■ **To do**
Set down the passage of the Green Chemistry Commitment text from "PROBLEM SPACE: Why" up to and including "our future scientists.", copying it word for word.

■ **Exercise text**
The Green Chemistry Commitment

SUMMARY: The Green Chemistry Commitment, an initiative to get university chemistry departments to commit to integrating Green Chemistry into their academic curricula and transform how chemistry is taught and practiced in order to eliminate the numerous devastating neurotoxic and carcinogenic chemicals that characterize modern life and damage the global ecosystem, replacing them with non-toxic alternatives.

PROBLEM SPACE: Why are there hazardous industrial chemicals in our commercial products? One reason is because the people who design molecules receive little or no training in how to design them safely when they are students. This initiative seeks to make fundamental systematic change in the way we train our future scientists.

SOLUTION: Our initiative seeks to have College and University Chemistry departments commit to integrate Green Chemistry into their academic curriculum. The Nonprofit Organization Beyond Benign serves as central hub of this initiative. Over the past two years a steering committee from 9 universities has shaped this program. People directly impacted are chemistry and materials science undergraduate students destined to design the molecules in future commercial products.

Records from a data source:
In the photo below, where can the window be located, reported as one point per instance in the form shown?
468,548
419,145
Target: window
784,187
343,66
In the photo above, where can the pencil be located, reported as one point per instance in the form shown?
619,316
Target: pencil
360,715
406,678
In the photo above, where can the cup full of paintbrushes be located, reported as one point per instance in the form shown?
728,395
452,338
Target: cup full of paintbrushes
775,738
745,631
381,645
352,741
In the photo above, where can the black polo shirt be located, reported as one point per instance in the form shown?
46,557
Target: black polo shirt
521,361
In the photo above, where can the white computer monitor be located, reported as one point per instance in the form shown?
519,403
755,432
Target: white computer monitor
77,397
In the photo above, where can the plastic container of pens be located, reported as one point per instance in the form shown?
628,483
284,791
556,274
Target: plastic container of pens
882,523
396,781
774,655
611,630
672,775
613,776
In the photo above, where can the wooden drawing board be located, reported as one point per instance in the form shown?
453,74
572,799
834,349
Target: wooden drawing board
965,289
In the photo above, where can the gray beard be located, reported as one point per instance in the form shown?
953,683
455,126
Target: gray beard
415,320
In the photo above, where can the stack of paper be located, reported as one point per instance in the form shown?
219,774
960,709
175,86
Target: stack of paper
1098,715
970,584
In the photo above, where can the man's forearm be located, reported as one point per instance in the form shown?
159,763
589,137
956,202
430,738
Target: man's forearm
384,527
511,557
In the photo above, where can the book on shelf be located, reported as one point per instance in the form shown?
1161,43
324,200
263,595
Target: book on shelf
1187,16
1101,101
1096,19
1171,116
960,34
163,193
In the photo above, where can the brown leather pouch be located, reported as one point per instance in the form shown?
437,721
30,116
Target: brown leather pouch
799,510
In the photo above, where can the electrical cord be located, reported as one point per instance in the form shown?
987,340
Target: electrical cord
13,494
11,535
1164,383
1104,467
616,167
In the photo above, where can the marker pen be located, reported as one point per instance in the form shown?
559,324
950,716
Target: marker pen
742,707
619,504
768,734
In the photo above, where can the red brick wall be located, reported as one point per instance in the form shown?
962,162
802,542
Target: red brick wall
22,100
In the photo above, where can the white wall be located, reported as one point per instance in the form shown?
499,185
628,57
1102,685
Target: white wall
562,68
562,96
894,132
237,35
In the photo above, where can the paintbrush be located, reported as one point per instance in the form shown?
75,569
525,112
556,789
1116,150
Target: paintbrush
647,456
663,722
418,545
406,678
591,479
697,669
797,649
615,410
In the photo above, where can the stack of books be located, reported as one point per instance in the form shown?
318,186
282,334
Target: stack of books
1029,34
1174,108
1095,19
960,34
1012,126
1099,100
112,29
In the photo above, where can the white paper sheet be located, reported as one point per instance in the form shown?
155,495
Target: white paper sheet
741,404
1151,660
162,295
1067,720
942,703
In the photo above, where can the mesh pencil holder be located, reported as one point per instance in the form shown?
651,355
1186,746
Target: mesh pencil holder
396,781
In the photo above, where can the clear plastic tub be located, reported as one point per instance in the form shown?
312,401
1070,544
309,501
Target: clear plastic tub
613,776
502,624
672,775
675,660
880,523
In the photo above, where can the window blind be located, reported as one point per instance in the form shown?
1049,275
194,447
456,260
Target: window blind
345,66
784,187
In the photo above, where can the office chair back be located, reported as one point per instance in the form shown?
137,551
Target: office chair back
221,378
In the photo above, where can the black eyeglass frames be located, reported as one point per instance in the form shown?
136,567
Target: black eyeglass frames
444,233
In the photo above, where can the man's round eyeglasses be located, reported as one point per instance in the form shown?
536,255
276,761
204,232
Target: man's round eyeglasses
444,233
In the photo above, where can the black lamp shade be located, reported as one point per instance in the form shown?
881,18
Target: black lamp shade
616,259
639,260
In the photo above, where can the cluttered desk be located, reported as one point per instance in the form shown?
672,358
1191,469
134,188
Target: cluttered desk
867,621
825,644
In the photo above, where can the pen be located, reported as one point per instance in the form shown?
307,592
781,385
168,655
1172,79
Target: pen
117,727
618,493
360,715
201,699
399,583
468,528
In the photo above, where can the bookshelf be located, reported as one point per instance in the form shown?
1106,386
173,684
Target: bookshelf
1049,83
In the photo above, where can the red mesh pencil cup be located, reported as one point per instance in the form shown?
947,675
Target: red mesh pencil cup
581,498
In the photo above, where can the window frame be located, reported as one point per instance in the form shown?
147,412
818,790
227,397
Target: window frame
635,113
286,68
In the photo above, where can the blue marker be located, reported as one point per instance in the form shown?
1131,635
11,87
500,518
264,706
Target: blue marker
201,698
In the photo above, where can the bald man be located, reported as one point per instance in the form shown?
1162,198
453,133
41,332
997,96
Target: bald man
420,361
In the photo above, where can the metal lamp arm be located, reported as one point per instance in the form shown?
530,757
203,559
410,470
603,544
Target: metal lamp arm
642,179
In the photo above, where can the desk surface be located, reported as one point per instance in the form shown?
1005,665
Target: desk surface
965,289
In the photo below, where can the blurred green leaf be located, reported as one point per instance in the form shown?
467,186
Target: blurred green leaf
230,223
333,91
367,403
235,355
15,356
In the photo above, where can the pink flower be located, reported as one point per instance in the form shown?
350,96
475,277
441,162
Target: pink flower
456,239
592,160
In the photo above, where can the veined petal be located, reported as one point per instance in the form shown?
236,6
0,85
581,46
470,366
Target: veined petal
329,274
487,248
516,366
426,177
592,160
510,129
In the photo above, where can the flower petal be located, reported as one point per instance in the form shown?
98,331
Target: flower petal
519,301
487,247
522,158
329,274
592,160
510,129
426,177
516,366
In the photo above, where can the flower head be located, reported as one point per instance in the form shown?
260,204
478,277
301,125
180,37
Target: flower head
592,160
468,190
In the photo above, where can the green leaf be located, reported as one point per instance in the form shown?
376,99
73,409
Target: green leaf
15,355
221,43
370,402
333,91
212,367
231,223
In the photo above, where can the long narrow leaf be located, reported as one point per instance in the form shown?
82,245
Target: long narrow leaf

■ **Solution for this exercise**
PROBLEM SPACE: Why are there hazardous industrial chemicals in our commercial products? One reason is because the people who design molecules receive little or no training in how to design them safely when they are students. This initiative seeks to make fundamental systematic change in the way we train our future scientists.